Aim of the exercise —
Using the book review, decide whether each statement agrees with it: (a) Shabana was killed in 2009. (b) Shabana's killers slit her throat. (c) Asia Bibi came from the Swat Valley. For each, reply yes or no and quote the words from the review that settle it.

Quoted text —
======
Book review: Reflections on Struggle, Suffering, and Creativity in Pakistan. By Khaled Ahmed

Anyone will be moved by the latest book by Harris Khalique, one of Pakistan’s leading intellectuals, Crimson Papers: Reflections on Struggle, Suffering, and Creativity in Pakistan (2017), especially the chapter about women killed by men fired by a religion on the basis of which they claim Pakistan was created. Of course you have to leave aside Benazir Bhutto, the political icon, to focus on the less renowned but extraordinary women who didn’t fit the paradigm of Pakistan. It is the sense of waste that makes one write with pain today.

Khalique tells about Shabana, a pretty singer-dancer of Swat, who wouldn’t heed warnings from the Taliban to give up her “sinful” life. Her folks had done it for ages in Swat’s friendly valley - friendly because the people there were mild and tolerant. It is only when a coalition of religious parties came to rule in Peshawar - the capital of the province that administered Swat - that the Pakistan’s ideology started taking hold and the Taliban began throwing their weight around. In time they were to destroy all the girls’ schools and nearly kill Malala Yusufzai, the Nobel Laureate from Swat, because she would defy them by attending school. Shabana was killed in 2009.


“Before being killed, she begged the men who had dragged her out of the house not to slit her throat, which they would usually do, but shoot her instead. They fulfilled her last wish and shot her in the head. Her corpse was hung from the lamp-post like those of other such victims in the main square of the chief city of the Swat Valley, where such executions were regularly being carried on.” Because she was a dancer her death was hardly registered. Muslims, after such an outrage, will think, not of losing an innocent life but of the edicts of religion and dismiss the murder by assigning it to that part of their mind which thinks like the killer: Good riddance of a woman who danced, which is forbidden by Allah, and who defied Him by not remaining in purdah. Each time the Taliban kill our women, our calculated piety before God goes up a notch. In this era of religious terrorism, this is one way I can feel good about myself, by condemning Shabana, who was shot in the head at her own request.

Khalique feels equally for Asia Bibi, a poor illiterate Christian girl of Sheikhupura near Lahore who, a cleric said, had blasphemed. A dirt-poor Asia Bibi was to die for all the devotees of the faith.
======
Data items

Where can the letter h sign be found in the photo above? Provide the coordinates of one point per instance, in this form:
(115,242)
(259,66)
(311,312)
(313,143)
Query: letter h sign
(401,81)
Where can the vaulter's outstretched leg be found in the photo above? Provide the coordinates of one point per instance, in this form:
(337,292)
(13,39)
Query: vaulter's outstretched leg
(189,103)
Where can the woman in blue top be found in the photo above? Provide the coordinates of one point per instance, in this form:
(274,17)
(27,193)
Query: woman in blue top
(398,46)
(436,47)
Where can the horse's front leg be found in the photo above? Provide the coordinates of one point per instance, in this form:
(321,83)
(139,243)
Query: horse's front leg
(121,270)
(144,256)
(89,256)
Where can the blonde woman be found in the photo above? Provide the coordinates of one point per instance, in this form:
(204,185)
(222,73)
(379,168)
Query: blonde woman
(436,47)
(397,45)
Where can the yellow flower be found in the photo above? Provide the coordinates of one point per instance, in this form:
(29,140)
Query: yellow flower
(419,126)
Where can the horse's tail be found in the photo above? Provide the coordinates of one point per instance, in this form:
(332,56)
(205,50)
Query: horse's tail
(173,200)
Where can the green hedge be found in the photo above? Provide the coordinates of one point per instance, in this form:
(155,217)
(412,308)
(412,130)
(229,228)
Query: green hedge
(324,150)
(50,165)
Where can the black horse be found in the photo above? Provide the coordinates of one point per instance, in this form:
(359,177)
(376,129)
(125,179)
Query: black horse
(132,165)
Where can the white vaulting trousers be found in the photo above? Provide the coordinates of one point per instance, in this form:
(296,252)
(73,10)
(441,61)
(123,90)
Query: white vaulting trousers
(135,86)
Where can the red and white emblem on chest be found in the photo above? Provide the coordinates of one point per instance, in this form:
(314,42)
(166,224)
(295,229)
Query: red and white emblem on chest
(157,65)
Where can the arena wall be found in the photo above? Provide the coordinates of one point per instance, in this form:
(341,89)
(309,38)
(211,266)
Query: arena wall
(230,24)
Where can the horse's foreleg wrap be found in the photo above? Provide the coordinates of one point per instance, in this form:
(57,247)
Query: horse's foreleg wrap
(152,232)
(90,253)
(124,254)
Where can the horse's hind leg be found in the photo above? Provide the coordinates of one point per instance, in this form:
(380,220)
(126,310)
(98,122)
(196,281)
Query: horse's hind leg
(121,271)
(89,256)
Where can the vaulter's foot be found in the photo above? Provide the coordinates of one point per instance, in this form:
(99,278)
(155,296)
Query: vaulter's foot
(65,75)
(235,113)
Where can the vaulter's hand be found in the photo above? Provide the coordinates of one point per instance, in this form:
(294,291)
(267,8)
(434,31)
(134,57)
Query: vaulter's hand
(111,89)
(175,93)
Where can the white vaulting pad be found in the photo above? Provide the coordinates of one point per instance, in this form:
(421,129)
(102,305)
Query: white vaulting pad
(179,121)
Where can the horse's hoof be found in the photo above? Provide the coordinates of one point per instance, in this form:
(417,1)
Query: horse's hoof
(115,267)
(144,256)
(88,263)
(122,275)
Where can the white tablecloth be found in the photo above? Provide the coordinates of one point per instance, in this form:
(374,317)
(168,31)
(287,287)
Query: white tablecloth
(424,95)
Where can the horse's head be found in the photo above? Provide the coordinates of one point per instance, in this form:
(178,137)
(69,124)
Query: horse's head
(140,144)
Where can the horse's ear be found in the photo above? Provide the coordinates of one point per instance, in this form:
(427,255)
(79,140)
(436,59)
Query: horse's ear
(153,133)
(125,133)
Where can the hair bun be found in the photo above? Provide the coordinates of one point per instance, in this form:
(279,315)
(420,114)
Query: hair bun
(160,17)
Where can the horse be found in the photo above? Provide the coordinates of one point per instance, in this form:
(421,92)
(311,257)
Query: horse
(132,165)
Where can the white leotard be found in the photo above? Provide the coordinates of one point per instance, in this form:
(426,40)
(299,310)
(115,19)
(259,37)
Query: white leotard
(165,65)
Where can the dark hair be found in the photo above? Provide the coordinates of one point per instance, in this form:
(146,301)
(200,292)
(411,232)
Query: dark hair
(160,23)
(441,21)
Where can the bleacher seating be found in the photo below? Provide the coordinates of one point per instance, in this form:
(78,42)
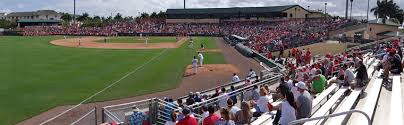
======
The output —
(a) Yes: "Shabana was killed in 2009."
(b) No: "They fulfilled her last wish and shot her in the head."
(c) No: "Asia Bibi, a poor illiterate Christian girl of Sheikhupura near Lahore"